**Task objective**
Write out word for word the stretch from the start of the items below through the line containing "column 906, row 458", with both ends included. Leave any pictures out of your answer.

**Rows**

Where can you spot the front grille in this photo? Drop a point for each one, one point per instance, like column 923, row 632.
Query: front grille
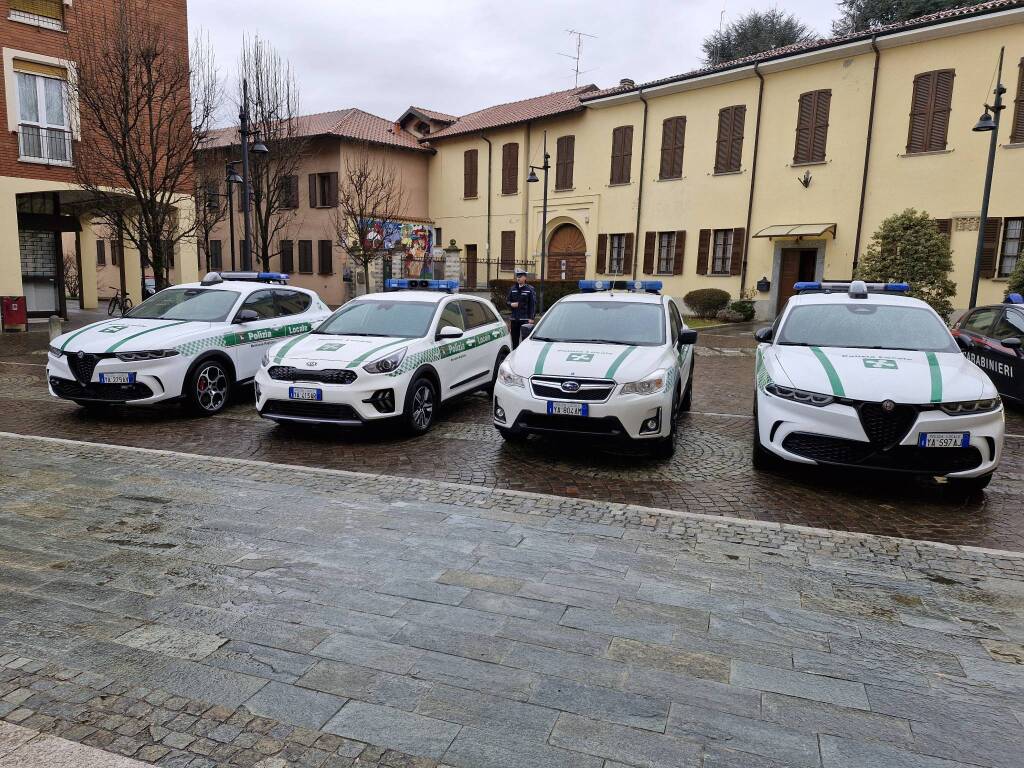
column 591, row 390
column 73, row 390
column 327, row 376
column 883, row 428
column 305, row 410
column 906, row 458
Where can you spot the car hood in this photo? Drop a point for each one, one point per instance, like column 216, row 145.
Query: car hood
column 130, row 335
column 878, row 374
column 585, row 359
column 327, row 350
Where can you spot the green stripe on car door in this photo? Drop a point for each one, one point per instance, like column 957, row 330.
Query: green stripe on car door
column 936, row 375
column 834, row 379
column 142, row 333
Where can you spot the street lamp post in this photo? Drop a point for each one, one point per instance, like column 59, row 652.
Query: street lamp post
column 531, row 178
column 989, row 122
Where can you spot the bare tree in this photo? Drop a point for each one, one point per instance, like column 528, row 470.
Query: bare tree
column 146, row 108
column 273, row 115
column 370, row 197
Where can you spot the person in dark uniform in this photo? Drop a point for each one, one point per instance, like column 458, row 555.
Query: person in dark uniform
column 522, row 301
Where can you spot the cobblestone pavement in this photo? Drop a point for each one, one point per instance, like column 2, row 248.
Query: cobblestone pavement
column 711, row 472
column 196, row 611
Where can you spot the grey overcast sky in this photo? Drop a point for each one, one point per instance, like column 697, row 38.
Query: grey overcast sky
column 461, row 55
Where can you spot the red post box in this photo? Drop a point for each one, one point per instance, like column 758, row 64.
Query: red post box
column 13, row 313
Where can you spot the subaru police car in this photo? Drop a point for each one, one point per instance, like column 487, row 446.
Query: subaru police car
column 990, row 337
column 192, row 342
column 395, row 354
column 614, row 360
column 860, row 375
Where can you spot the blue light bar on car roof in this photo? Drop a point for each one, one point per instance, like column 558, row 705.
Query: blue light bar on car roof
column 407, row 284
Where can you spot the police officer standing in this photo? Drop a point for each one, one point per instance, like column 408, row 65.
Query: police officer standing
column 522, row 300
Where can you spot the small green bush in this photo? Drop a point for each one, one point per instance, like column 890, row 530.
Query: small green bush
column 706, row 302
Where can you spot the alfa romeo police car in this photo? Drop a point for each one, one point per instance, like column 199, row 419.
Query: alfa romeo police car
column 192, row 341
column 387, row 355
column 861, row 375
column 614, row 360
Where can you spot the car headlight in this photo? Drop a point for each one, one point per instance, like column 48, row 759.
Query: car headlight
column 508, row 378
column 800, row 395
column 386, row 365
column 971, row 407
column 650, row 385
column 148, row 354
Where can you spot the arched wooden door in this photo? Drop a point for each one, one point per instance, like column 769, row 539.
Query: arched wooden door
column 567, row 254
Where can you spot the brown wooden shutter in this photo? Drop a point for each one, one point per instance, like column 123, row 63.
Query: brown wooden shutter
column 704, row 248
column 1017, row 130
column 649, row 245
column 736, row 259
column 470, row 168
column 990, row 247
column 563, row 162
column 677, row 258
column 510, row 168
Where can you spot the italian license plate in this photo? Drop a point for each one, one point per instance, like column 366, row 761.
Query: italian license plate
column 944, row 439
column 117, row 378
column 567, row 409
column 305, row 393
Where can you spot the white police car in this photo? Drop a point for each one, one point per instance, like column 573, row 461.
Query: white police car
column 860, row 375
column 614, row 360
column 192, row 341
column 385, row 355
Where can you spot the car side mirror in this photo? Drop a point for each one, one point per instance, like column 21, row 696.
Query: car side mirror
column 687, row 336
column 449, row 332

**Final result**
Where can you spot the front grille in this photo? Drop a point for each one, one point per instance, like column 923, row 632.
Query: front grille
column 591, row 390
column 73, row 390
column 327, row 376
column 883, row 428
column 305, row 410
column 906, row 458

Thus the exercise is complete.